> [YOUR TASKS]
1/ Rewrite the paragraph beginning "Bidie also worked as Superintendent" in the passage on Bidie below as a concise bulleted list, keeping its main facts.
2/ According to the passage on Bidie below, how many plant specimens were in the herbarium collection the museum acquired from Beddome?
3/ Carry on the passage on Bidie below, starting after its final sentence.

> [PASSAGE PROVIDED]

Bidie also worked as Superintendent of the Madras Museum from 1872 to 1884 as well as serving on the Cinchona Commission in 1873. He became a Fellow of Madras University in 1879. He also worked on sanitation, becoming Sanitary Commissioner of the Madras Presidency (1886) and was a delegate in the International Congress on Hygiene and Demography in 1891. While at the Madras Museum, he wrote on a wide range of subjects including natural history, numismatics and archaeology. Bidie attempted to introduce cocoa cultivation in southern India, growing them experimental at the museum. Dewan Rama Iyer of Travancore consulted Bidie on the manufacture of paper. Bidie considered Casuarina equisetifolia as a plant suitable for "reclamation" of sandy soils. He was a friend of Richard Henry Beddome and had the museum acquire his herbarium collections for Rs. 1,500 in 1873-74. The collection included 2,435 specimens of plants. In 1876 Bidie was appointed to the newly established executive committee of management of the Madras School of Arts. He was elected a Fellow of the Zoological Society of London in 1890. Bidie was instrumental in setting up laws for the protection of wild birds in India. He was a life member of the Royal Society for the Protection of Birds and published a leaflet on The Protection of Wild Birds in India (1901). Francis Day named a species of fish after him as Caranx bidii, but this is now considered a junior synonym of Selaroides leptolepis.

> [SUPPLIED RECORDS]
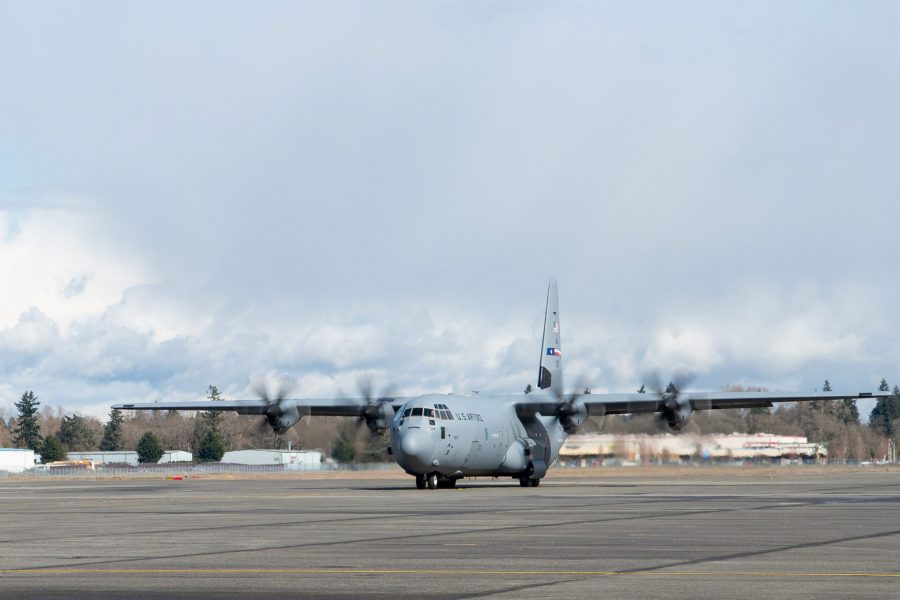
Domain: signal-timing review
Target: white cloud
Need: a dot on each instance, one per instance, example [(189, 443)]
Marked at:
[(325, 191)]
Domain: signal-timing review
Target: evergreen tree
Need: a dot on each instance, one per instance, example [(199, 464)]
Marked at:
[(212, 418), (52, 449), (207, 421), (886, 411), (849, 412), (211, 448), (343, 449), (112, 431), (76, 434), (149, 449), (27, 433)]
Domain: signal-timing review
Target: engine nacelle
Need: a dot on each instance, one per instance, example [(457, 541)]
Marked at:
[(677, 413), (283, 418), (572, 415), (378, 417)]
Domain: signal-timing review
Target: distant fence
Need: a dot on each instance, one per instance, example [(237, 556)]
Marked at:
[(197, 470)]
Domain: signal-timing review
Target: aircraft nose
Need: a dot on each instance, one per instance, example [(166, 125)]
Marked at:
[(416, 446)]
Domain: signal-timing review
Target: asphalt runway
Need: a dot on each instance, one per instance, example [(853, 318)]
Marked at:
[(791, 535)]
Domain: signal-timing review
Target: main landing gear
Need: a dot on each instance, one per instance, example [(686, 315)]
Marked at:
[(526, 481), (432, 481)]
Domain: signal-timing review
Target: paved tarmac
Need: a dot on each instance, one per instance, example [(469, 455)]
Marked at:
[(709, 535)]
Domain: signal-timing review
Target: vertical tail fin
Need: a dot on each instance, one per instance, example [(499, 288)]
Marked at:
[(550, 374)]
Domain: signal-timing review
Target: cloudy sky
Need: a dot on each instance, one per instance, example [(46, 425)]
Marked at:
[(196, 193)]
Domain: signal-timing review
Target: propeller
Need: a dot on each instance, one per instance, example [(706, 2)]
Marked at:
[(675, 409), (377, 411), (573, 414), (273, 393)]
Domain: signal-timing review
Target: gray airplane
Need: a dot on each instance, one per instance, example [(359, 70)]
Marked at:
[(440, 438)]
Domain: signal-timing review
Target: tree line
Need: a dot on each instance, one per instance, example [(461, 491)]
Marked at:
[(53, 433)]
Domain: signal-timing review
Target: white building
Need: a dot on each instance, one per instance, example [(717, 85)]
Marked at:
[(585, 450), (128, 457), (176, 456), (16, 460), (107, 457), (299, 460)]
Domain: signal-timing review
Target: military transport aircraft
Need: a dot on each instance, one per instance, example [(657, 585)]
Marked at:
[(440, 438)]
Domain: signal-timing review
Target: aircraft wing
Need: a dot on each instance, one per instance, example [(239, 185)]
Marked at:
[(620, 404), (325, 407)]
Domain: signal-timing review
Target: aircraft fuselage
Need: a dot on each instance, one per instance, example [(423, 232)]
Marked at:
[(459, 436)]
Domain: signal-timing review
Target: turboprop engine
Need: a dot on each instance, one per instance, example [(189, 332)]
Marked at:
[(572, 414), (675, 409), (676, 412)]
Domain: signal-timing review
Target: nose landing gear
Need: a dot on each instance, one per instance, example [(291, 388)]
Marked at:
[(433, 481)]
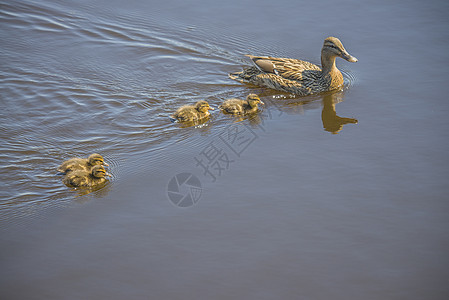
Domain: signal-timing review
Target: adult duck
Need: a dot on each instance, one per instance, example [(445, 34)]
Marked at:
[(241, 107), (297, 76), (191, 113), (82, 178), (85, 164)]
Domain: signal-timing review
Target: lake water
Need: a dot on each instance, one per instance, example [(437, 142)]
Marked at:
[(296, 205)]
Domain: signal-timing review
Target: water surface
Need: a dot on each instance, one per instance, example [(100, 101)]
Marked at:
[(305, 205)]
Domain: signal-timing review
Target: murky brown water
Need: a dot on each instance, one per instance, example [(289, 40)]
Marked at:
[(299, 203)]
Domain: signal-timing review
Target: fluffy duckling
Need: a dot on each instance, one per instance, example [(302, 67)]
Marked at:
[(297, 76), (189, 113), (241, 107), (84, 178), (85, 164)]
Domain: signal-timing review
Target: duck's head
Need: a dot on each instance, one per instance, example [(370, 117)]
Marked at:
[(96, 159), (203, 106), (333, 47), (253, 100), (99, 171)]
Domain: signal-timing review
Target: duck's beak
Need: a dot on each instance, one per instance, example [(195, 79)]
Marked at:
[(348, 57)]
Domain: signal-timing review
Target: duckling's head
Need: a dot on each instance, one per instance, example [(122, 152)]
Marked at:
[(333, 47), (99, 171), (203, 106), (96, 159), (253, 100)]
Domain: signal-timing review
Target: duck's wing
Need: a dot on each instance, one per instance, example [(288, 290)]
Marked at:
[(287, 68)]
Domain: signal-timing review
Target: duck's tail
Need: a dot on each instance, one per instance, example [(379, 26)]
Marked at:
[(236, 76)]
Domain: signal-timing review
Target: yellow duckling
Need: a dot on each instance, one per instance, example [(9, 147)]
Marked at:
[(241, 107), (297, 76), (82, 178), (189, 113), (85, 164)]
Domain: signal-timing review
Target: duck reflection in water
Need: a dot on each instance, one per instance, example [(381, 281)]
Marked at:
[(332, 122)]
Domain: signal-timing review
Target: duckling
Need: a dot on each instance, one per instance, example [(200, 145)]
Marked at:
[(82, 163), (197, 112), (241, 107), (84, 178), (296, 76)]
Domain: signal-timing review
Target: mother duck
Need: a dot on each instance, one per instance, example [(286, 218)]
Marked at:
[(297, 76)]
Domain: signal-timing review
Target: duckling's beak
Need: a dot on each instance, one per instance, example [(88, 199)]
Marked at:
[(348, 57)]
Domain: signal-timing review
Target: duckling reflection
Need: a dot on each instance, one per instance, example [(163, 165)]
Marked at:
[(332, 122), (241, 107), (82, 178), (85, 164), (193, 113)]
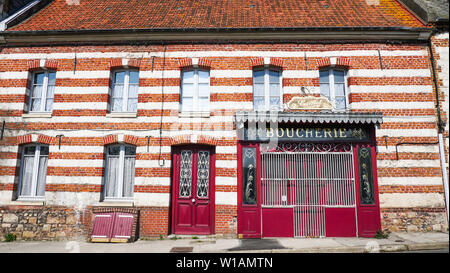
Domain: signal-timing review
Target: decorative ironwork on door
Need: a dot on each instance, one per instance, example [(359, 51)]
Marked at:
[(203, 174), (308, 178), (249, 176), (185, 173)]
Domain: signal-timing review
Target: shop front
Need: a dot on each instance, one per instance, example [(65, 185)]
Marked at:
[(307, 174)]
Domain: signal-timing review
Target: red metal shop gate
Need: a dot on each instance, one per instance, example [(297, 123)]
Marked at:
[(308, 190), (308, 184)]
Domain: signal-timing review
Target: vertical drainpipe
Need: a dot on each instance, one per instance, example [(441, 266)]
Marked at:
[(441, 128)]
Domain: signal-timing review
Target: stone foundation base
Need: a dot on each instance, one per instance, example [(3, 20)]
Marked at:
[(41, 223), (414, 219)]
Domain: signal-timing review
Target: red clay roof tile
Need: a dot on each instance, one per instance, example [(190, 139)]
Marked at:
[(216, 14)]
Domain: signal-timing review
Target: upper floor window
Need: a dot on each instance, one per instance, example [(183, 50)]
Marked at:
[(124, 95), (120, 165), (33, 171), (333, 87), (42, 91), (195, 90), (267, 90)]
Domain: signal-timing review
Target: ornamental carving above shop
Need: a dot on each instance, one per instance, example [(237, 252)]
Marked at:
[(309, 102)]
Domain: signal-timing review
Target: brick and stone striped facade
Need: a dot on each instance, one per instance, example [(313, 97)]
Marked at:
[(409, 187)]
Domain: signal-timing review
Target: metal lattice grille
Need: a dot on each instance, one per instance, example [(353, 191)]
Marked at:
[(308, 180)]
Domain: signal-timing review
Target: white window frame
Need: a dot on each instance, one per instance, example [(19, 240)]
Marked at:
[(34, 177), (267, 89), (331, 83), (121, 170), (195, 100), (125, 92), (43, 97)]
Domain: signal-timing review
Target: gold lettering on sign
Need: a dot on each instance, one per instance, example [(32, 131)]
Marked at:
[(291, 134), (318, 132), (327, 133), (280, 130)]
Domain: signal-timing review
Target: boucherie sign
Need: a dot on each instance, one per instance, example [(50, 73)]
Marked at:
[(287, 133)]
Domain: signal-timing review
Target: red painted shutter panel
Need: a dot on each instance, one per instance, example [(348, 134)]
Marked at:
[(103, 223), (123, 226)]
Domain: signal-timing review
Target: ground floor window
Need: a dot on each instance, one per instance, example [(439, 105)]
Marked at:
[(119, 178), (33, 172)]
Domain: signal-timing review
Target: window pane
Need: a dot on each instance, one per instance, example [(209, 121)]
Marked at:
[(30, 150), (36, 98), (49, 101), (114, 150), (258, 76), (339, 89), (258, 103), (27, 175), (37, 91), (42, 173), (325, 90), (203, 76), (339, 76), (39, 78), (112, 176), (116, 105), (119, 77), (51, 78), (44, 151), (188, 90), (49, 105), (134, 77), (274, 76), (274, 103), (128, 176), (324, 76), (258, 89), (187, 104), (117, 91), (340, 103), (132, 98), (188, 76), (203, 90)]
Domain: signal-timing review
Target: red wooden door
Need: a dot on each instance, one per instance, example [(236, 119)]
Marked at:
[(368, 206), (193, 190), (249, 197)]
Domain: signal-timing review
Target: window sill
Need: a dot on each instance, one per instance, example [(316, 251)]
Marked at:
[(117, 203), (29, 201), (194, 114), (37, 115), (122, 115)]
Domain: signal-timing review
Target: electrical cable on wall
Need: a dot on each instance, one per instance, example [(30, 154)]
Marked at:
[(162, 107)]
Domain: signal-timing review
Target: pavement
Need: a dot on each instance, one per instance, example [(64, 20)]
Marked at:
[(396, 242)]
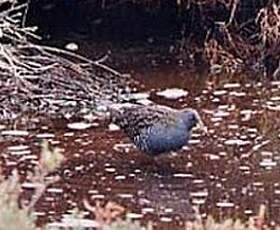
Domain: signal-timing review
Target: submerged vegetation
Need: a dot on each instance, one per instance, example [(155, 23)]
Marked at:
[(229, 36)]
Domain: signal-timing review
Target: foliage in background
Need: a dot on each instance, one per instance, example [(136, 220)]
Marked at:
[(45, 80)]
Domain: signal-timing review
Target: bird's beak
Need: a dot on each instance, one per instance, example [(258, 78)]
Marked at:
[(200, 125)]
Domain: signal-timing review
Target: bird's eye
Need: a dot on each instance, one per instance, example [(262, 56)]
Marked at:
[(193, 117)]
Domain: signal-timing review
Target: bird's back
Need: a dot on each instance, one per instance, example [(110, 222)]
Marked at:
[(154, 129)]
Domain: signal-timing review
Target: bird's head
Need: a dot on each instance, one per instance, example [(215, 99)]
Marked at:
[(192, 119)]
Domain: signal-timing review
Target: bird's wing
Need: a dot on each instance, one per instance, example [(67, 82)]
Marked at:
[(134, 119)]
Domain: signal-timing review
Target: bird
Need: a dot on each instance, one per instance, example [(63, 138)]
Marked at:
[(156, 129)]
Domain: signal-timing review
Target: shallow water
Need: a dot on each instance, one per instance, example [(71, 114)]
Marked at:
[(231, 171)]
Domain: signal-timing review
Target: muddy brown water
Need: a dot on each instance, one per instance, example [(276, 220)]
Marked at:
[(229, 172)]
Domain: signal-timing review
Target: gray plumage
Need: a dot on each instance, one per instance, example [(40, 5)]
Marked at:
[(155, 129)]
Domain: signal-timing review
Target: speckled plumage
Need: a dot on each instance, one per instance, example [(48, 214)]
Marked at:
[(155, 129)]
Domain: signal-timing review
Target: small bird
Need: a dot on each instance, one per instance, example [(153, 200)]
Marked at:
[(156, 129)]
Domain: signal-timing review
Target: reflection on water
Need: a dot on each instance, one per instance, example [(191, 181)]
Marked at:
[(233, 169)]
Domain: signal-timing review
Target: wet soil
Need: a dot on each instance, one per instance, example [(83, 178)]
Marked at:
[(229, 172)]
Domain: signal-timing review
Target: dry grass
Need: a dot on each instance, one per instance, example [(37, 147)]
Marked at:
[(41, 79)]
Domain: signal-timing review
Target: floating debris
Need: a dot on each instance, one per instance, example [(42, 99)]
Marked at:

> [TASK-BY-TASK OUTPUTS]
1/
- Superintendent of the Madras Museum, 1872–1884; served on the Cinchona Commission in 1873.
- Fellow of Madras University, 1879.
- Sanitary Commissioner of the Madras Presidency (1886); delegate to the International Congress on Hygiene and Demography, 1891.
- Wrote on natural history, numismatics and archaeology while at the museum.
- Attempted to introduce cocoa cultivation in southern India.
- Consulted by Dewan Rama Iyer of Travancore on paper manufacture.
- Considered Casuarina equisetifolia suitable for "reclamation" of sandy soils.
- Had the museum acquire his friend Richard Henry Beddome's herbarium (2,435 plant specimens) for Rs. 1,500 in 1873-74.
- Appointed in 1876 to the new executive committee of management of the Madras School of Arts.
- Fellow of the Zoological Society of London, 1890.
- Instrumental in setting up laws protecting wild birds in India; life member of the Royal Society for the Protection of Birds; published the leaflet The Protection of Wild Birds in India (1901).
- Francis Day named the fish Caranx bidii after him, now a junior synonym of Selaroides leptolepis.

2/ 2,435 specimens.

3/
He died of old age on 19 February 1913. He is buried in the cemetery of Logie Kirk. The grave lies towards the south-east.

==Family==

Bidie married Isabella, daughter of Alexander Wiseman of Banchory, Aberdeenshire on 11 July 1854. They had five daughters and four sons among whom one who was also named George Bidie, became a Lieutenant-Colonel and followed in his father's footsteps to serve in the Indian Medical Service. His estate was valued at £2943 at the time of his death.